◆ Task to carry out
Copy the stretch of the exhibition text from "So, Tony adapted" through "managing to cope.", changing "portraits" to "photographs".

◆ Text segment
----
From 26th January to 20th February 2022, Tony Fisher, who recently joined the RPS, will be putting on his “Only the Lonely?” exhibition at the Art House in Wakefield.
Tony’s “Only the Lonely?” photography project, which was funded by Arts Council England, provides a valuable insight into the nation’s mental health and wellbeing through his study of human solitude and isolation.
For over 40 years, mental health has played a key part in Tony’s life, a succession of personal tragedies having led to depression, anxiety and post-traumatic stress disorder which in turn left Tony struggling to cope with the extreme loneliness caused by his loss.
Suddenly, Tony’s life had come to a standstill and he was at a loss as to how to get it moving again. Once a creative photographer, who was passionately involved in his local community, Tony had now become withdrawn from his former life.
And yet, it was Tony’s love of art which helped him to come back from what he describes as a very “dark place.”
This, together with the suffering caused by this loneliness, acted as a springboard for the “Only the Lonely?” project.
Before the outbreak of the coronavirus pandemic Tony spent time visiting communities across the country, keen to find and photograph people whose lives resonated with his own.
In Burnham-On-Sea Tony took photos of some of the founders of the “Happy to chat bench. Sit here if you don't mind someone stopping to say hello,” whose aim was to give strangers the opportunity to chat with each other if they wanted to.
However, as a result of the lockdowns in 2020, not only did this sense of isolation amongst the population became more ubiquitous, but Tony’s project increased in significance. Tony knew that people’s mental health would be suffering as a result of the enforced isolation and he was keen to carry on with the project.
The “Happy to chat” bench became the “Happy to slap a fine bench” due to what Tony describes as, “The virus that came in from the cold.”
So, Tony adapted to this new challenge by taking a series of lockdown portraits of local people through their windows. Those taking part were asked to show something which was helping them to keep their minds occupied during lockdown. Tony was keen to give people a voice by illustrating the impact that isolation was having on them and the ways in which they were managing to cope.
----
◆ Data section
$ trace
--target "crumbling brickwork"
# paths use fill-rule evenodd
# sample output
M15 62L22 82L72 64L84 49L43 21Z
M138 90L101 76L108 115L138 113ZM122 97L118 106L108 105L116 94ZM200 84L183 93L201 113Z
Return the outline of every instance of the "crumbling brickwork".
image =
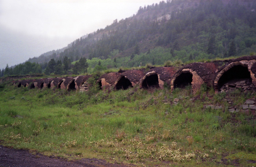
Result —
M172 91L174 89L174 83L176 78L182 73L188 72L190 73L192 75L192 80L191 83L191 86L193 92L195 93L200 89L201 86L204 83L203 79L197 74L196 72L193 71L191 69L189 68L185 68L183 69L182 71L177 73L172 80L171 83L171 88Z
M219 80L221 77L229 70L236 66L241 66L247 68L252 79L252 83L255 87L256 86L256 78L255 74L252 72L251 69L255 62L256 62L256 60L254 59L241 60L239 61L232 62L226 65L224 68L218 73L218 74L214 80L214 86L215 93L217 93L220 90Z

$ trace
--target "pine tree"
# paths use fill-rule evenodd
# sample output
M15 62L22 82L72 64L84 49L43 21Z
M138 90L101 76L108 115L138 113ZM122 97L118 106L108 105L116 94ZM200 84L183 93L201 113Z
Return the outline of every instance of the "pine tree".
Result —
----
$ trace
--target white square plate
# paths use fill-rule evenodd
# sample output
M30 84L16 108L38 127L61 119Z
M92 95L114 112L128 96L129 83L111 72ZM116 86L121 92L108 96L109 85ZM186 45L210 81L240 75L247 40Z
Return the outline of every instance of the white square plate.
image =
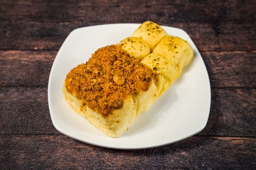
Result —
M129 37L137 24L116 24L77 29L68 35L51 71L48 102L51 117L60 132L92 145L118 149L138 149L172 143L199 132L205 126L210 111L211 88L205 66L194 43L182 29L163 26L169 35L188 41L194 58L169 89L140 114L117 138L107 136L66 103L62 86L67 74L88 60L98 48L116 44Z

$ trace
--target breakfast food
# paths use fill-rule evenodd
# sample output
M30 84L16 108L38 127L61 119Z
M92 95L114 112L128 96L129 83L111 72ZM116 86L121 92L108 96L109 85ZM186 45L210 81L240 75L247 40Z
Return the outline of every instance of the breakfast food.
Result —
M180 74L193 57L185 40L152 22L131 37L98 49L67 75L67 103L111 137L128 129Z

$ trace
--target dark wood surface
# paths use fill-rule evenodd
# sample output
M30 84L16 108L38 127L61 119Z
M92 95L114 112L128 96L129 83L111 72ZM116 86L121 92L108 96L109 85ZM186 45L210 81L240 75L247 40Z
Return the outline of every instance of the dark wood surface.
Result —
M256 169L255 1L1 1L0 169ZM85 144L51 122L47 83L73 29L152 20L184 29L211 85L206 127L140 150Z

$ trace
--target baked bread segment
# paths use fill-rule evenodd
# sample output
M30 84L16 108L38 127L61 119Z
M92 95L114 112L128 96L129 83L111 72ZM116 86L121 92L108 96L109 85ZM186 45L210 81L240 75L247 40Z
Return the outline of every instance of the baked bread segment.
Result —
----
◆ Exercise output
So, Tony adapted to this new challenge by taking a series of lockdown photographs of local people through their windows. Those taking part were asked to show something which was helping them to keep their minds occupied during lockdown. Tony was keen to give people a voice by illustrating the impact that isolation was having on them and the ways in which they were managing to cope.